§ TASK INPUT:
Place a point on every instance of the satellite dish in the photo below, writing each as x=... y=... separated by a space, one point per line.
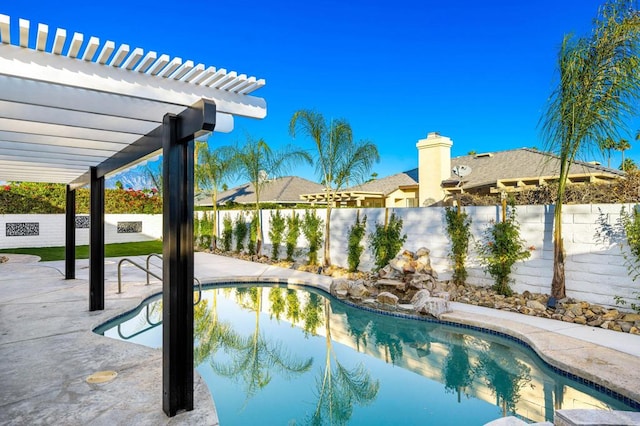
x=461 y=171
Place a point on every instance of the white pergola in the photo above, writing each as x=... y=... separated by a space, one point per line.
x=74 y=110
x=70 y=103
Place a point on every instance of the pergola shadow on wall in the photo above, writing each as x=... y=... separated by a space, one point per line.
x=73 y=111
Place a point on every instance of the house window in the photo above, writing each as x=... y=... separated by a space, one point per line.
x=412 y=202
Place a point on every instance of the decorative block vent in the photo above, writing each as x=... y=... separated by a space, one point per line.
x=82 y=222
x=129 y=227
x=22 y=229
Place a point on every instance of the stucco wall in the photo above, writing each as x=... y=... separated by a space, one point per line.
x=51 y=230
x=594 y=272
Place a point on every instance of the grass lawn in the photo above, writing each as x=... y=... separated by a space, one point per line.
x=82 y=252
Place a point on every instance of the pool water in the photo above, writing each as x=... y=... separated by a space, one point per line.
x=289 y=356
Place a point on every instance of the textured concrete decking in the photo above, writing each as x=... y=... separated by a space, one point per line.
x=47 y=348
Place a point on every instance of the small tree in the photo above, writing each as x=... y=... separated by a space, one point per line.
x=240 y=231
x=355 y=248
x=386 y=241
x=293 y=232
x=227 y=232
x=276 y=233
x=459 y=230
x=253 y=234
x=500 y=248
x=312 y=230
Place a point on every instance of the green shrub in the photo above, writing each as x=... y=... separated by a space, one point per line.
x=354 y=246
x=312 y=230
x=253 y=234
x=293 y=232
x=386 y=241
x=227 y=232
x=240 y=231
x=501 y=247
x=50 y=198
x=458 y=225
x=276 y=233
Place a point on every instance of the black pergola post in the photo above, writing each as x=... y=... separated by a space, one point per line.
x=70 y=235
x=177 y=287
x=96 y=243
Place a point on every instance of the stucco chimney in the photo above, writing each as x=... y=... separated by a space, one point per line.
x=434 y=166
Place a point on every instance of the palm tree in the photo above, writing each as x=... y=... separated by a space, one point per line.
x=212 y=168
x=598 y=88
x=607 y=145
x=628 y=165
x=339 y=160
x=622 y=146
x=255 y=161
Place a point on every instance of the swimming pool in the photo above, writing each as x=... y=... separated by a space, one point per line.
x=288 y=355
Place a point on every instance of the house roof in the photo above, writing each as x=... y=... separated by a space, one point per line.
x=388 y=184
x=284 y=190
x=519 y=164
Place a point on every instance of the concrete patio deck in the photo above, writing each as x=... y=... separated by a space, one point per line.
x=48 y=350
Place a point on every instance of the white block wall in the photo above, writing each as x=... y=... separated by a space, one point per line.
x=594 y=272
x=52 y=230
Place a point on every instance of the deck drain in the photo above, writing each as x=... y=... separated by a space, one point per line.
x=102 y=377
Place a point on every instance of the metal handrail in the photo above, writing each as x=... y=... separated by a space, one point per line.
x=148 y=265
x=150 y=273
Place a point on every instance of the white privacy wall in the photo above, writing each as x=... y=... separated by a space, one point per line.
x=51 y=230
x=594 y=272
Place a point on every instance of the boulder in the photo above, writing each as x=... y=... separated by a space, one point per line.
x=387 y=298
x=359 y=290
x=422 y=251
x=392 y=284
x=339 y=285
x=433 y=306
x=534 y=304
x=420 y=297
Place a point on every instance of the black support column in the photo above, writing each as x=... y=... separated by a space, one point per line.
x=96 y=243
x=177 y=290
x=70 y=235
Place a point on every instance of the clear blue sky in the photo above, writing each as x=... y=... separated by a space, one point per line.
x=478 y=72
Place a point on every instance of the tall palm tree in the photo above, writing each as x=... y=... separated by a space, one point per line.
x=212 y=169
x=339 y=160
x=255 y=162
x=628 y=165
x=598 y=89
x=607 y=145
x=622 y=146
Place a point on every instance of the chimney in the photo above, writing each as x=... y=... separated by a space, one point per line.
x=434 y=166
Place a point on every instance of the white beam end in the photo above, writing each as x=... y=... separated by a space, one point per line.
x=24 y=32
x=41 y=39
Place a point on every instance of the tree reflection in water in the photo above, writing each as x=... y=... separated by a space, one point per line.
x=504 y=374
x=458 y=372
x=338 y=389
x=255 y=359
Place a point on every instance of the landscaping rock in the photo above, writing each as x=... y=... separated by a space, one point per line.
x=387 y=298
x=534 y=304
x=338 y=285
x=359 y=290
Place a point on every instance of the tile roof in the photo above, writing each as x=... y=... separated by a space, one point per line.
x=281 y=190
x=518 y=163
x=388 y=184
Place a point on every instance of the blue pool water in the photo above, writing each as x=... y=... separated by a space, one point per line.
x=291 y=356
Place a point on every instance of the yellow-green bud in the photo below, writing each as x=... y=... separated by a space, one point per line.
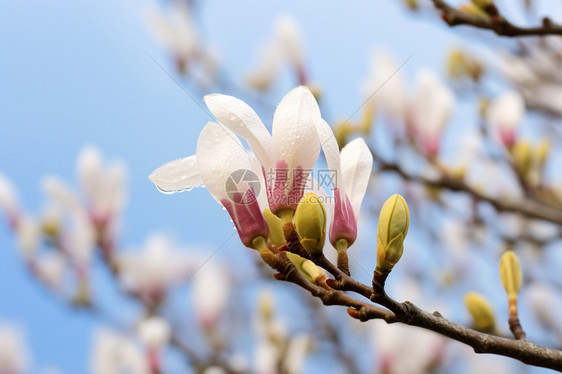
x=310 y=223
x=275 y=225
x=481 y=312
x=394 y=220
x=266 y=305
x=511 y=277
x=342 y=132
x=307 y=268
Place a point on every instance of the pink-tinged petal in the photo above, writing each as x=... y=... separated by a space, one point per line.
x=220 y=158
x=247 y=216
x=331 y=151
x=244 y=122
x=219 y=154
x=285 y=187
x=432 y=104
x=505 y=114
x=178 y=175
x=357 y=164
x=295 y=138
x=344 y=224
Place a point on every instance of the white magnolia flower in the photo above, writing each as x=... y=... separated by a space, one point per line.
x=429 y=112
x=154 y=332
x=104 y=185
x=505 y=114
x=211 y=288
x=266 y=357
x=28 y=234
x=352 y=168
x=386 y=80
x=14 y=357
x=116 y=354
x=79 y=237
x=287 y=155
x=219 y=172
x=151 y=271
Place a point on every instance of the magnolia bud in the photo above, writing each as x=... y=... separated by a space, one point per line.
x=394 y=220
x=342 y=132
x=310 y=223
x=542 y=151
x=481 y=311
x=511 y=277
x=275 y=225
x=307 y=268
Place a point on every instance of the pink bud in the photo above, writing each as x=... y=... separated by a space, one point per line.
x=247 y=216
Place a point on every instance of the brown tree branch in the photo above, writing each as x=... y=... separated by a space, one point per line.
x=501 y=26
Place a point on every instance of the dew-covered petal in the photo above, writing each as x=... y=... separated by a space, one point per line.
x=219 y=154
x=295 y=138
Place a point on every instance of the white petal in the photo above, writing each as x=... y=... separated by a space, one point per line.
x=244 y=122
x=219 y=154
x=178 y=175
x=331 y=151
x=357 y=163
x=154 y=332
x=295 y=138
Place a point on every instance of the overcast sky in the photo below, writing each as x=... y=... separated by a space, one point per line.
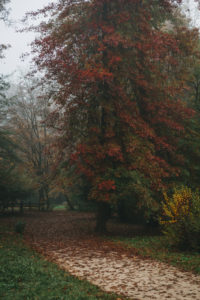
x=19 y=41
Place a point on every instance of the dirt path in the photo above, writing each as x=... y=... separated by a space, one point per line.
x=132 y=277
x=68 y=239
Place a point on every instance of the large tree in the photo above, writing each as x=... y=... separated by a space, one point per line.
x=119 y=77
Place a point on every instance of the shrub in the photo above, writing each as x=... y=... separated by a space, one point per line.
x=180 y=218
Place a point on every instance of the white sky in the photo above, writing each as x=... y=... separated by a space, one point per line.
x=19 y=41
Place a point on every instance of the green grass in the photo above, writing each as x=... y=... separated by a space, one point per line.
x=156 y=247
x=26 y=275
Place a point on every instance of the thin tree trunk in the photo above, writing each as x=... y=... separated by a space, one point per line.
x=102 y=216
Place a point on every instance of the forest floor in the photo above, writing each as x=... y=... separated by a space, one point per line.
x=68 y=239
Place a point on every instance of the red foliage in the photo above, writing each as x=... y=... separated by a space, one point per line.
x=119 y=80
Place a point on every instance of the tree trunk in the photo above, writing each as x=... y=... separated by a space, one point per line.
x=21 y=206
x=102 y=216
x=69 y=202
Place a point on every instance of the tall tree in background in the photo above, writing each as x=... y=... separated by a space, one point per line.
x=27 y=118
x=120 y=76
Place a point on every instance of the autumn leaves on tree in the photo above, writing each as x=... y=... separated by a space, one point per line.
x=120 y=68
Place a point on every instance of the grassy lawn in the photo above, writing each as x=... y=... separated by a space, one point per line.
x=26 y=275
x=156 y=247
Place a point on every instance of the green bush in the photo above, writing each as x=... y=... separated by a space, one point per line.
x=180 y=219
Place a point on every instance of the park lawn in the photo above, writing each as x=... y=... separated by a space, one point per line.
x=156 y=247
x=26 y=275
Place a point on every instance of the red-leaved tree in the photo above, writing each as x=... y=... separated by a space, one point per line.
x=119 y=72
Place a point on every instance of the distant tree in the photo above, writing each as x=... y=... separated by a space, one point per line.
x=27 y=118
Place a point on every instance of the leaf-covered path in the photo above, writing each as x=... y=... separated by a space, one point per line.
x=67 y=239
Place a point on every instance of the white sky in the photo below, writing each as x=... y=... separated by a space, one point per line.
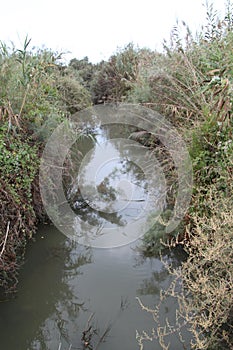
x=95 y=28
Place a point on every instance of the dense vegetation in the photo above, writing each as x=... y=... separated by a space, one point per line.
x=191 y=83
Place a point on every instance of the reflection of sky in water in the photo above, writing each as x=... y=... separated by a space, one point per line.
x=120 y=194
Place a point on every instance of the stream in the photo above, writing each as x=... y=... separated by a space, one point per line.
x=67 y=288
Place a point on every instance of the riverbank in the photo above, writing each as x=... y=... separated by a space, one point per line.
x=191 y=85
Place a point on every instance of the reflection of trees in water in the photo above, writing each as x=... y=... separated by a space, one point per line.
x=65 y=306
x=152 y=285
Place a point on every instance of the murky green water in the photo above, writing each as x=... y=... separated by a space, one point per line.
x=63 y=284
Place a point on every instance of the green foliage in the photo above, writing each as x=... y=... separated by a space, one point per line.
x=113 y=80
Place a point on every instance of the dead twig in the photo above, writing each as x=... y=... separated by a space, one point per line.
x=5 y=239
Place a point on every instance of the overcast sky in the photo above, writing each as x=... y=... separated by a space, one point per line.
x=96 y=28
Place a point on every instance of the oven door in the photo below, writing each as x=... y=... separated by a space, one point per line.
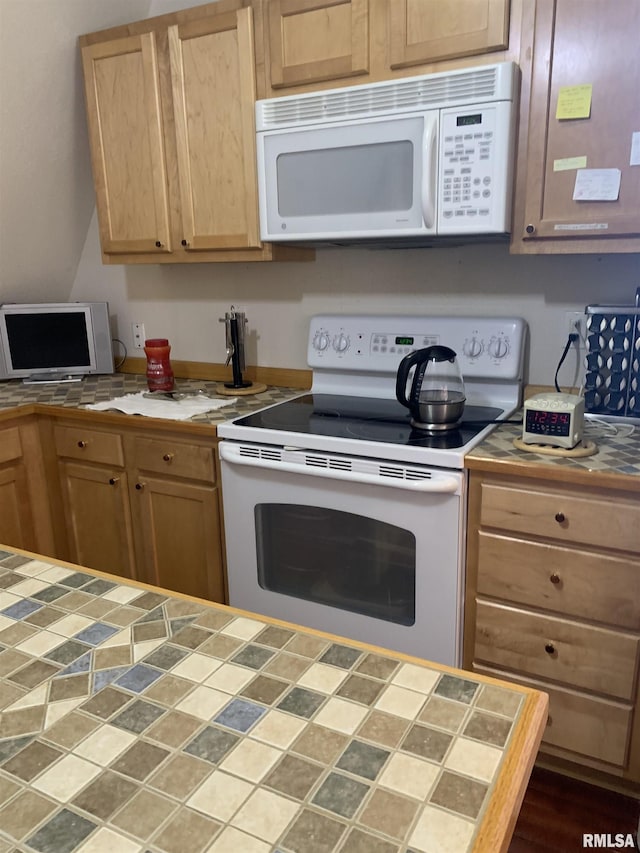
x=362 y=548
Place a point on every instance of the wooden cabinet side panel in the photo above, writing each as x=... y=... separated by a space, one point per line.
x=126 y=136
x=557 y=649
x=576 y=583
x=180 y=538
x=16 y=521
x=317 y=41
x=422 y=31
x=213 y=79
x=569 y=43
x=587 y=46
x=96 y=506
x=580 y=725
x=563 y=516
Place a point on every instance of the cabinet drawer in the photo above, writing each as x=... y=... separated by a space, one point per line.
x=574 y=583
x=575 y=654
x=167 y=456
x=10 y=446
x=562 y=515
x=592 y=727
x=89 y=444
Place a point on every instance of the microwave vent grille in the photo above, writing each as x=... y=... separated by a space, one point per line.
x=431 y=91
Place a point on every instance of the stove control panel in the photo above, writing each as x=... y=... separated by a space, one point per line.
x=487 y=347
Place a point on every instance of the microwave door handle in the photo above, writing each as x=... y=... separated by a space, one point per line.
x=429 y=161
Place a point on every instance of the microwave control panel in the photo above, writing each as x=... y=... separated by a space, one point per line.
x=476 y=151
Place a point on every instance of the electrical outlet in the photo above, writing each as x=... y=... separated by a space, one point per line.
x=575 y=321
x=137 y=330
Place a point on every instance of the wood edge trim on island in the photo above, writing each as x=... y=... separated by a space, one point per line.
x=499 y=820
x=538 y=696
x=280 y=376
x=496 y=825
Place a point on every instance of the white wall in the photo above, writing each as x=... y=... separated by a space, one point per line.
x=46 y=191
x=184 y=303
x=49 y=242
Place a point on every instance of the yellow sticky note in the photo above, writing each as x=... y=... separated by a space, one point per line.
x=567 y=163
x=574 y=101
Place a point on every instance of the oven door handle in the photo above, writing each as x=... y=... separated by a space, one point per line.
x=438 y=483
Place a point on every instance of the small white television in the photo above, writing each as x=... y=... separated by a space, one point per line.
x=54 y=341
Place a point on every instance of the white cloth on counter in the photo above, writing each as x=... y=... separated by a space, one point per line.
x=178 y=409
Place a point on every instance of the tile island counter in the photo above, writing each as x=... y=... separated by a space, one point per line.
x=133 y=719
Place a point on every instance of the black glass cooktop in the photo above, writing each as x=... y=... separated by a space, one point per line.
x=365 y=418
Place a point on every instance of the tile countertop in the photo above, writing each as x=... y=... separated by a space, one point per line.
x=616 y=463
x=94 y=389
x=132 y=719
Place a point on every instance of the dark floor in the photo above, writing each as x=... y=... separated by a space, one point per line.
x=557 y=811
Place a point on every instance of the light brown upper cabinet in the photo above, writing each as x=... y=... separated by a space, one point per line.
x=314 y=40
x=170 y=108
x=213 y=80
x=314 y=44
x=127 y=144
x=566 y=44
x=422 y=31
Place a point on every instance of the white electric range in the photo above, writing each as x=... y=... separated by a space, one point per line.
x=341 y=515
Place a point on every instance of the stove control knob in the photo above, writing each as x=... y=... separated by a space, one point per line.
x=341 y=342
x=499 y=347
x=321 y=341
x=472 y=347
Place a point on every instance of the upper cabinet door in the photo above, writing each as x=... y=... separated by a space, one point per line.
x=568 y=134
x=126 y=134
x=315 y=40
x=213 y=80
x=423 y=31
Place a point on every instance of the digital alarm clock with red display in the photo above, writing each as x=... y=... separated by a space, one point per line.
x=554 y=419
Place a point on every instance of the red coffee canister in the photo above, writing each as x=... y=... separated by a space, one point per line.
x=159 y=371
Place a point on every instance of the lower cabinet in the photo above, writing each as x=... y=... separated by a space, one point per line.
x=553 y=602
x=25 y=517
x=175 y=511
x=17 y=526
x=141 y=505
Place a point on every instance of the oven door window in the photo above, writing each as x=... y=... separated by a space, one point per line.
x=337 y=558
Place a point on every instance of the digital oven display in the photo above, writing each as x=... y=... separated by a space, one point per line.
x=541 y=422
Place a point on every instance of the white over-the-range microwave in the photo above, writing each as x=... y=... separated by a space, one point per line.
x=424 y=156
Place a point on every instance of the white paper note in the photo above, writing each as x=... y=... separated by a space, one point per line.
x=634 y=160
x=597 y=185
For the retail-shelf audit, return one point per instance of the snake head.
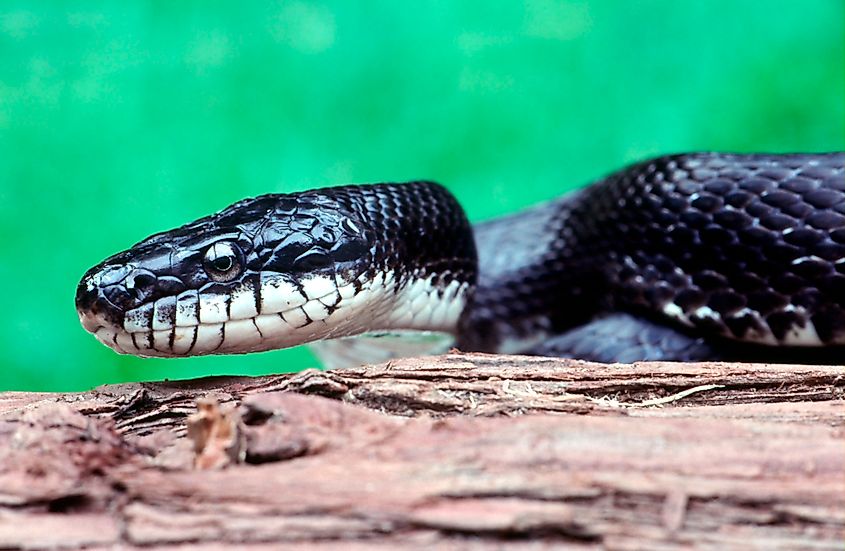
(263, 273)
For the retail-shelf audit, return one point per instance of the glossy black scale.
(754, 243)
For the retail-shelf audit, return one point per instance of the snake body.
(699, 255)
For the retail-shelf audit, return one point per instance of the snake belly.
(744, 249)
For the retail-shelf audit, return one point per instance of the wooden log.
(458, 451)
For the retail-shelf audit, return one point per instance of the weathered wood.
(460, 451)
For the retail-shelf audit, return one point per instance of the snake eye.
(222, 261)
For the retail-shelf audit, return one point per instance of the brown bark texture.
(454, 452)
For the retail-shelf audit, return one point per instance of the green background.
(119, 119)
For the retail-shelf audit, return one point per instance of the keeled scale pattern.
(749, 247)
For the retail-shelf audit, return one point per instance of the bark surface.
(457, 451)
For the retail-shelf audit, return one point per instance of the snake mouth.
(339, 310)
(280, 314)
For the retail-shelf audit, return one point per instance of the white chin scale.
(281, 314)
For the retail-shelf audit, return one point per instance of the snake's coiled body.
(709, 248)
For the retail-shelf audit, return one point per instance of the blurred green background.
(120, 119)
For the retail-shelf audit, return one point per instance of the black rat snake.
(693, 256)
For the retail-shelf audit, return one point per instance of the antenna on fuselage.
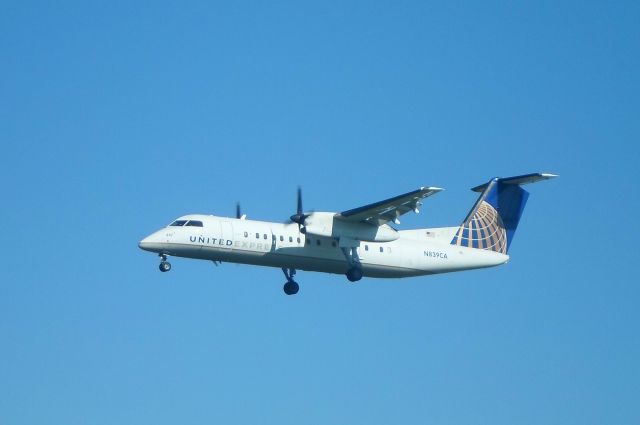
(239, 215)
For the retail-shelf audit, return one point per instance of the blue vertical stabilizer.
(493, 220)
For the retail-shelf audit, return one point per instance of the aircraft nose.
(148, 243)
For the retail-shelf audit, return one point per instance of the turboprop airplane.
(357, 242)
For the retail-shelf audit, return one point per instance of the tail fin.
(493, 220)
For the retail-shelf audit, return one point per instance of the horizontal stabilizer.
(519, 180)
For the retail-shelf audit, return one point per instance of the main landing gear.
(165, 266)
(291, 287)
(354, 273)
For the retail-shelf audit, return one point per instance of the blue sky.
(116, 117)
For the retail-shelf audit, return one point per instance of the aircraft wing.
(390, 209)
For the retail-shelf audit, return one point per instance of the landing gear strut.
(291, 287)
(165, 266)
(354, 273)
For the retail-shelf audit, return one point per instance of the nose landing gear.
(165, 266)
(291, 287)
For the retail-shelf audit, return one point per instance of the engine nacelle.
(328, 225)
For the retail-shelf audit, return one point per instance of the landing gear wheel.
(291, 288)
(354, 274)
(165, 266)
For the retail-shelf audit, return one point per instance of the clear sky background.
(116, 117)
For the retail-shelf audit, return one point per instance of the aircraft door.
(226, 235)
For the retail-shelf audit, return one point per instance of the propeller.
(299, 217)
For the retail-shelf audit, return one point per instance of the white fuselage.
(414, 253)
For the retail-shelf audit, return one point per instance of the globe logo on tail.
(483, 230)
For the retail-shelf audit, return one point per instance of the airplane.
(358, 242)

§ TASK TO COMPLETE: From the line containing "clear sky background." down to the last line, reproduce the records exactly. Include both ends.

§ ANSWER SECTION:
For the retail-shelf audit, return one point per instance of the clear sky background.
(116, 117)
For the retail-shelf audit, return one point per instance of the aircraft door.
(226, 235)
For the retail-shelf audit, return one point per instance of the propeller.
(299, 217)
For the retail-shelf audit, return one point per instance of the white fuselage.
(414, 253)
For the retail-shelf audit, return one point per instance of the globe logo on tail.
(483, 230)
For the retail-shelf audit, return one point per instance of the airplane.
(358, 242)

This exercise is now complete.